- [WORKING DATA]:

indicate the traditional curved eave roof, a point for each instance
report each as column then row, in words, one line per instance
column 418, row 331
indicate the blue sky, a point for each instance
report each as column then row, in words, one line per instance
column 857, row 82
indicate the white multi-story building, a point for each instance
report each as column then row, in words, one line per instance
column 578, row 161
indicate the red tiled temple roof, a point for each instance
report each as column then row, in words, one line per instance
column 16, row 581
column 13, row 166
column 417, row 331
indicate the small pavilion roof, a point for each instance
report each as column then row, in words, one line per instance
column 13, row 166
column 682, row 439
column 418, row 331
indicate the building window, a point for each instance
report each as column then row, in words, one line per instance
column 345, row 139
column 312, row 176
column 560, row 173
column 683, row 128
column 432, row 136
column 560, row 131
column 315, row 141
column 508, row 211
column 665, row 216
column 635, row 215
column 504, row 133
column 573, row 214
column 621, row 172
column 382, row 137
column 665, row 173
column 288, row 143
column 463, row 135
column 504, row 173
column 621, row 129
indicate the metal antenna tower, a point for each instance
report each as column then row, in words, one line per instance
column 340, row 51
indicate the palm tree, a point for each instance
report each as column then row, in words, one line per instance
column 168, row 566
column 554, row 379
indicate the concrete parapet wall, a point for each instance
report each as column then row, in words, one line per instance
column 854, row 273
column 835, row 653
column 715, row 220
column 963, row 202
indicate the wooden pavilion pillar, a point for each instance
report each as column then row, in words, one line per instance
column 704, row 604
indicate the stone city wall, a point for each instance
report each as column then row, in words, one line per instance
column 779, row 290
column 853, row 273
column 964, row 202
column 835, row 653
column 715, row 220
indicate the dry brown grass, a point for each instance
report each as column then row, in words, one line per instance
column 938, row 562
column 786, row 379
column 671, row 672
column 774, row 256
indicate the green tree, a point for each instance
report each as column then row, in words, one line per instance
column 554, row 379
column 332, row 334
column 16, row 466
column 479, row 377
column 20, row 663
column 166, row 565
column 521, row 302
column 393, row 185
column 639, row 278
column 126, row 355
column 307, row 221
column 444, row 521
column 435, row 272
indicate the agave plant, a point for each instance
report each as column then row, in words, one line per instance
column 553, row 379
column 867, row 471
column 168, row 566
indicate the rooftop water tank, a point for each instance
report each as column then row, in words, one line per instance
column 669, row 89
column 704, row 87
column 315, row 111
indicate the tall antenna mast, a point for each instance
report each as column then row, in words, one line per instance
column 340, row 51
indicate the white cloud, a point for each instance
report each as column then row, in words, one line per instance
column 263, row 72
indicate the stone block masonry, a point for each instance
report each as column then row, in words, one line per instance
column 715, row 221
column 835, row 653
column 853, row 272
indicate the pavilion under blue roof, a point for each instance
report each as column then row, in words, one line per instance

- [YOUR OBJECTIVE]: Check every line in the entries for the word "antenna". State how many have it, with no other text.

- [TASK RESULT]: 2